Raw records
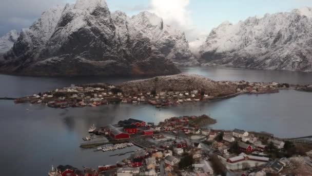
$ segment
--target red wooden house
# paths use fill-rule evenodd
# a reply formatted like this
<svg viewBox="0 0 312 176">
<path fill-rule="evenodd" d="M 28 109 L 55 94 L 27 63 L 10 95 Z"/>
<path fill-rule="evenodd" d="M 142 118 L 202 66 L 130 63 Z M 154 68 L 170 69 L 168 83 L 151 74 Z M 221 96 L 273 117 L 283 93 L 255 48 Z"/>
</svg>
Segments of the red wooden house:
<svg viewBox="0 0 312 176">
<path fill-rule="evenodd" d="M 136 134 L 138 129 L 135 125 L 127 125 L 124 126 L 124 131 L 129 134 Z"/>
<path fill-rule="evenodd" d="M 254 151 L 254 148 L 252 147 L 249 144 L 239 143 L 238 146 L 240 148 L 240 150 L 243 152 L 251 153 Z"/>
<path fill-rule="evenodd" d="M 143 131 L 143 135 L 145 136 L 152 136 L 154 135 L 154 131 L 151 130 L 144 130 Z"/>
</svg>

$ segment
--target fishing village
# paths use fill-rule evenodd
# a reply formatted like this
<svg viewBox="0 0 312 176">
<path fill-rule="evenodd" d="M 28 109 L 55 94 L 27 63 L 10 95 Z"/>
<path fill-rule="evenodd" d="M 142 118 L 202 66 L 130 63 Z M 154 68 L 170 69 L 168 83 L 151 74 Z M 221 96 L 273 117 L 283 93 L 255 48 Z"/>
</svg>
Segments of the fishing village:
<svg viewBox="0 0 312 176">
<path fill-rule="evenodd" d="M 312 175 L 311 143 L 266 132 L 209 127 L 217 122 L 202 115 L 171 117 L 158 125 L 129 118 L 104 127 L 92 125 L 80 147 L 99 155 L 114 151 L 110 157 L 124 158 L 97 168 L 52 166 L 48 175 Z M 139 149 L 123 149 L 134 146 Z"/>
<path fill-rule="evenodd" d="M 278 93 L 280 89 L 307 92 L 312 89 L 312 85 L 245 81 L 213 81 L 197 75 L 180 75 L 130 81 L 118 85 L 107 83 L 78 86 L 72 84 L 69 87 L 17 98 L 14 102 L 43 104 L 56 108 L 96 107 L 120 103 L 148 103 L 158 108 L 165 108 L 185 102 L 228 98 L 243 94 Z"/>
</svg>

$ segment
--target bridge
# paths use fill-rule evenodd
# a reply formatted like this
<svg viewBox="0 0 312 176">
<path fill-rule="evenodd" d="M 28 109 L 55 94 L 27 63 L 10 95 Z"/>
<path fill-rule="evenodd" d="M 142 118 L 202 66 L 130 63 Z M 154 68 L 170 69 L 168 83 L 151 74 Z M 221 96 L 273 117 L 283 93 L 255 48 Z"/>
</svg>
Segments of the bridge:
<svg viewBox="0 0 312 176">
<path fill-rule="evenodd" d="M 310 138 L 311 140 L 303 139 L 304 138 Z M 312 135 L 299 137 L 284 138 L 281 139 L 283 141 L 290 141 L 292 143 L 312 144 Z"/>
</svg>

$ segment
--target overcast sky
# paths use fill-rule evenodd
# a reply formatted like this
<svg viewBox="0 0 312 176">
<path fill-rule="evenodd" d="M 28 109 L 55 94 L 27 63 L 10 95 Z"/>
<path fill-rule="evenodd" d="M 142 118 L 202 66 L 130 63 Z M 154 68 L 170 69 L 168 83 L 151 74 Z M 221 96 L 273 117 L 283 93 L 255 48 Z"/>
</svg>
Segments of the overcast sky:
<svg viewBox="0 0 312 176">
<path fill-rule="evenodd" d="M 92 1 L 92 0 L 90 0 Z M 29 26 L 46 9 L 74 0 L 1 0 L 0 36 L 10 30 Z M 312 7 L 312 0 L 107 0 L 111 11 L 128 15 L 148 10 L 165 23 L 184 30 L 189 41 L 209 33 L 225 21 L 236 23 L 248 16 Z"/>
</svg>

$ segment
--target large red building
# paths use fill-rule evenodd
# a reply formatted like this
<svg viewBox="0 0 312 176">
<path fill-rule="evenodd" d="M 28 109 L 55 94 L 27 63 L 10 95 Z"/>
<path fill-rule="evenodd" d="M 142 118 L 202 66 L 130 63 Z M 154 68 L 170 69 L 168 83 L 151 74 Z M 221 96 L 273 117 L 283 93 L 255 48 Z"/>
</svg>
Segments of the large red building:
<svg viewBox="0 0 312 176">
<path fill-rule="evenodd" d="M 105 127 L 104 130 L 110 137 L 115 140 L 126 139 L 130 138 L 130 135 L 115 127 L 110 125 Z"/>
<path fill-rule="evenodd" d="M 124 131 L 129 134 L 136 134 L 138 129 L 135 125 L 127 125 L 124 126 Z"/>
<path fill-rule="evenodd" d="M 249 144 L 239 143 L 238 146 L 240 148 L 240 150 L 243 152 L 250 153 L 254 151 L 252 147 Z"/>
</svg>

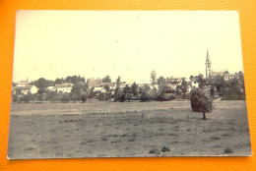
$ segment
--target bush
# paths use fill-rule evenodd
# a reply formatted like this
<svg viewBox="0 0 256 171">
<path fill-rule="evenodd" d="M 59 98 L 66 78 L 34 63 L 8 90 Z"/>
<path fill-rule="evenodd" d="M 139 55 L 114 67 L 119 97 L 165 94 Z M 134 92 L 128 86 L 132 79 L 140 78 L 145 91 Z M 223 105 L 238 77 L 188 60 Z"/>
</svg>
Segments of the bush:
<svg viewBox="0 0 256 171">
<path fill-rule="evenodd" d="M 69 94 L 63 94 L 62 97 L 60 98 L 60 101 L 63 101 L 63 102 L 68 102 L 70 100 L 70 96 Z"/>
<path fill-rule="evenodd" d="M 162 148 L 161 148 L 161 152 L 167 152 L 167 151 L 169 151 L 169 147 L 168 146 L 162 146 Z"/>
<path fill-rule="evenodd" d="M 151 96 L 150 96 L 149 93 L 143 91 L 142 95 L 140 97 L 140 100 L 141 101 L 149 101 L 149 100 L 151 100 Z"/>
<path fill-rule="evenodd" d="M 78 99 L 78 96 L 76 94 L 71 95 L 71 100 L 76 101 Z"/>
<path fill-rule="evenodd" d="M 200 88 L 194 88 L 191 94 L 191 108 L 193 112 L 203 113 L 203 119 L 206 119 L 205 113 L 213 111 L 213 99 Z"/>
<path fill-rule="evenodd" d="M 160 151 L 158 148 L 153 148 L 149 152 L 150 153 L 155 153 L 155 154 L 160 154 Z"/>
<path fill-rule="evenodd" d="M 230 147 L 226 147 L 224 148 L 224 153 L 233 153 L 233 150 Z"/>
<path fill-rule="evenodd" d="M 17 94 L 13 94 L 13 101 L 16 102 L 18 100 L 19 100 L 18 95 Z"/>
<path fill-rule="evenodd" d="M 238 87 L 228 87 L 224 91 L 224 98 L 226 100 L 244 100 L 245 95 Z"/>
<path fill-rule="evenodd" d="M 49 91 L 46 93 L 46 100 L 55 101 L 58 99 L 58 93 L 56 91 Z"/>
<path fill-rule="evenodd" d="M 24 101 L 26 103 L 29 103 L 31 100 L 31 96 L 29 94 L 23 95 L 20 97 L 20 101 Z"/>
</svg>

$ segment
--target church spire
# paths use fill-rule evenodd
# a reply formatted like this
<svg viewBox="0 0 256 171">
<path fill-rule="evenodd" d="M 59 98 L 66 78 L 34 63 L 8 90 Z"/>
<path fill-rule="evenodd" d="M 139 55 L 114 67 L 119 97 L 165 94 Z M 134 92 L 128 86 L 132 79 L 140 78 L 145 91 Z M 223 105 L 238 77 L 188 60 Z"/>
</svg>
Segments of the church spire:
<svg viewBox="0 0 256 171">
<path fill-rule="evenodd" d="M 206 63 L 211 64 L 211 60 L 210 60 L 208 49 L 207 49 L 207 55 L 206 55 Z"/>
<path fill-rule="evenodd" d="M 209 52 L 207 49 L 207 54 L 206 54 L 206 79 L 208 79 L 212 75 L 212 68 L 211 68 L 211 61 L 210 61 L 210 56 Z"/>
</svg>

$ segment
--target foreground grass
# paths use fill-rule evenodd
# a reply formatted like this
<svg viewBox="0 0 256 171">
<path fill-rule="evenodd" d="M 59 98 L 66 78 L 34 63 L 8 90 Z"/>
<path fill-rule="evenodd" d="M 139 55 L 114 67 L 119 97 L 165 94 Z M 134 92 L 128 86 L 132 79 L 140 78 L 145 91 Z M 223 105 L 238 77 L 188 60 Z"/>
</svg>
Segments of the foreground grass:
<svg viewBox="0 0 256 171">
<path fill-rule="evenodd" d="M 11 115 L 10 158 L 248 155 L 244 102 L 213 113 L 184 106 L 59 115 Z M 231 105 L 232 104 L 232 105 Z M 143 104 L 144 105 L 144 104 Z M 157 106 L 157 105 L 156 105 Z M 238 107 L 237 107 L 238 106 Z"/>
</svg>

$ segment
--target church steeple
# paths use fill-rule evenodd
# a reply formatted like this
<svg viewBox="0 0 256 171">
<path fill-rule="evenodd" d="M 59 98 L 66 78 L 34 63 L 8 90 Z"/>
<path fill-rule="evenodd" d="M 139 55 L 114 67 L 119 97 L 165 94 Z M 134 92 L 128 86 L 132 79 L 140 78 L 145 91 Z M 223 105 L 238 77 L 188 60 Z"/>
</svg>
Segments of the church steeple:
<svg viewBox="0 0 256 171">
<path fill-rule="evenodd" d="M 212 68 L 211 68 L 211 60 L 210 60 L 210 55 L 207 49 L 207 54 L 206 54 L 206 79 L 208 79 L 211 74 L 212 74 Z"/>
<path fill-rule="evenodd" d="M 211 64 L 211 60 L 210 60 L 208 49 L 207 49 L 207 54 L 206 54 L 206 63 Z"/>
</svg>

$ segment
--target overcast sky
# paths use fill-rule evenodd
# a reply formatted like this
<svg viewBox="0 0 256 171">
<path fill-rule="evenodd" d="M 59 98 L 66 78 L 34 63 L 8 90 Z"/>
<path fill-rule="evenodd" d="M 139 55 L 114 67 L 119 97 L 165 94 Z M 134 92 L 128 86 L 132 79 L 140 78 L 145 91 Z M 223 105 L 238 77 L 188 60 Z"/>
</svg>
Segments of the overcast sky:
<svg viewBox="0 0 256 171">
<path fill-rule="evenodd" d="M 14 82 L 80 75 L 112 81 L 242 71 L 232 11 L 17 11 Z"/>
</svg>

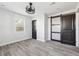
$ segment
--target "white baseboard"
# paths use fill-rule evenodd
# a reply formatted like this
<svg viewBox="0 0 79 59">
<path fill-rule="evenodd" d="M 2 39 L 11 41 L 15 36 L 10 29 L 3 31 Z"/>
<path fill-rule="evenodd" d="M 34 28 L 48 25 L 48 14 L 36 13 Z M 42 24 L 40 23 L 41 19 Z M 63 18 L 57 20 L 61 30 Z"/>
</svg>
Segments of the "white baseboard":
<svg viewBox="0 0 79 59">
<path fill-rule="evenodd" d="M 27 38 L 27 39 L 31 39 L 31 38 Z M 10 42 L 4 43 L 4 44 L 0 44 L 0 46 L 5 46 L 5 45 L 8 45 L 8 44 L 20 42 L 20 41 L 27 40 L 27 39 L 20 39 L 20 40 L 16 40 L 16 41 L 10 41 Z"/>
</svg>

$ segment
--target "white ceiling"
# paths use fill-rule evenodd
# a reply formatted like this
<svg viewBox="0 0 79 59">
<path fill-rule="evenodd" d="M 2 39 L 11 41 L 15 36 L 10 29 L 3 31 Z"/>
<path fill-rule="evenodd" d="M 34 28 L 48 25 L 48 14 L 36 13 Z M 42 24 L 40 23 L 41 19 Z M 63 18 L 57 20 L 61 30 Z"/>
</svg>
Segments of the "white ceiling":
<svg viewBox="0 0 79 59">
<path fill-rule="evenodd" d="M 34 15 L 38 13 L 55 14 L 74 9 L 77 5 L 77 2 L 55 2 L 55 4 L 52 5 L 51 3 L 52 2 L 33 2 L 33 5 L 36 9 L 36 13 Z M 25 12 L 26 5 L 28 5 L 28 2 L 0 2 L 0 7 L 23 15 L 29 15 Z"/>
</svg>

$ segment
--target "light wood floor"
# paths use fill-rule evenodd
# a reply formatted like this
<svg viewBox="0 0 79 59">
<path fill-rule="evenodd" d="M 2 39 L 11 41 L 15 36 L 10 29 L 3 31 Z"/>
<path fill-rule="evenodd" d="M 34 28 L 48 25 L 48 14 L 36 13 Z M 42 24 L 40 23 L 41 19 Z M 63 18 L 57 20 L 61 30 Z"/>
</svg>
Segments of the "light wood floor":
<svg viewBox="0 0 79 59">
<path fill-rule="evenodd" d="M 79 48 L 59 42 L 34 39 L 0 47 L 1 56 L 79 56 Z"/>
</svg>

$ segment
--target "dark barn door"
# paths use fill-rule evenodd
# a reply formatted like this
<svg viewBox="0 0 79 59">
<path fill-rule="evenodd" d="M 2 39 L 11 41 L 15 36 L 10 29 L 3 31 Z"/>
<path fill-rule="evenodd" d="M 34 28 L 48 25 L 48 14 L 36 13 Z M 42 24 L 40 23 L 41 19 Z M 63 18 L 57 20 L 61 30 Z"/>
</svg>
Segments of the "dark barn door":
<svg viewBox="0 0 79 59">
<path fill-rule="evenodd" d="M 32 38 L 36 39 L 36 20 L 32 21 Z"/>
<path fill-rule="evenodd" d="M 61 42 L 75 45 L 75 14 L 62 16 Z"/>
</svg>

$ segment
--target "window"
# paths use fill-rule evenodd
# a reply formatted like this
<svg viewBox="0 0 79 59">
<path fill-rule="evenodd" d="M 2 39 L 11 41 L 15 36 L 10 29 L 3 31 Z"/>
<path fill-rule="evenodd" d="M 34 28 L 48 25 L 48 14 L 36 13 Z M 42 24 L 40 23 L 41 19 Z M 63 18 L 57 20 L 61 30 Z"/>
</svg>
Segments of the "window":
<svg viewBox="0 0 79 59">
<path fill-rule="evenodd" d="M 16 20 L 16 31 L 24 31 L 24 20 L 23 19 Z"/>
</svg>

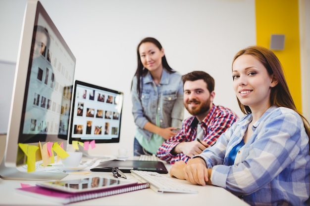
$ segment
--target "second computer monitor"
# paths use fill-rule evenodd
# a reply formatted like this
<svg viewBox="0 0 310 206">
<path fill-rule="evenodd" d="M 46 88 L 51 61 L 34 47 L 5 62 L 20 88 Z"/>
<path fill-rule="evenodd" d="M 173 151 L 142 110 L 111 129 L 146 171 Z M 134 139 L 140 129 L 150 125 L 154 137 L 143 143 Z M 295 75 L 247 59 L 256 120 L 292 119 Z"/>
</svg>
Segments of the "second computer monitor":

_Written problem_: Gather every line from the items above that contains the string "house".

_Task answer_:
--target red wooden house
Segments of the red wooden house:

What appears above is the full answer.